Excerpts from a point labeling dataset

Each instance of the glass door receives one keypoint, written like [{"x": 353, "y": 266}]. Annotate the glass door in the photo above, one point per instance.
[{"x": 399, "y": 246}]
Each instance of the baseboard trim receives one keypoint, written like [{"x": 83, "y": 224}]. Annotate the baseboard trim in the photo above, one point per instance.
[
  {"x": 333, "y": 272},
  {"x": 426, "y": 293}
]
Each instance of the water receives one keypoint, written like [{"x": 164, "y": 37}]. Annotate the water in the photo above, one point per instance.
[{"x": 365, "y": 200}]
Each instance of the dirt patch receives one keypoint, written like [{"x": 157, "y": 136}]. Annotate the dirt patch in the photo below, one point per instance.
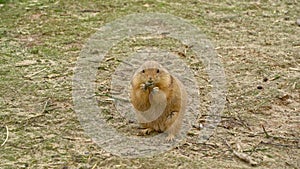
[{"x": 257, "y": 42}]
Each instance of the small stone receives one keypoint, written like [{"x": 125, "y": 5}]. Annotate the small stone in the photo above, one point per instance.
[{"x": 298, "y": 22}]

#### [PROBLEM STATEMENT]
Copy every one of the records above word for word, keeping all the text and the points. Leave the pictures out of your answer.

#### [THE RESULT]
Each instance of the glass door receives one keypoint, written like [{"x": 353, "y": 266}]. Annotate the glass door in the photo above, one point per instance.
[{"x": 399, "y": 246}]
Each instance of the baseboard trim receives one keypoint, written like [{"x": 83, "y": 224}]. Annotate the baseboard trim in the photo above, one point per instance.
[
  {"x": 333, "y": 272},
  {"x": 426, "y": 293}
]
Each instance of the water receives one keypoint, written like [{"x": 164, "y": 37}]. Annotate the water in the photo above, one point per instance.
[{"x": 365, "y": 200}]
Each instance of the dirt patch receives one keypoint, written like [{"x": 157, "y": 136}]. Annotate the dirt patch in the photo below, one point per instance.
[{"x": 257, "y": 42}]
Each instance of the small stone receives one keypoint, written like [{"x": 125, "y": 5}]. Annotate the small stone in the photo above, one point per instance.
[{"x": 298, "y": 22}]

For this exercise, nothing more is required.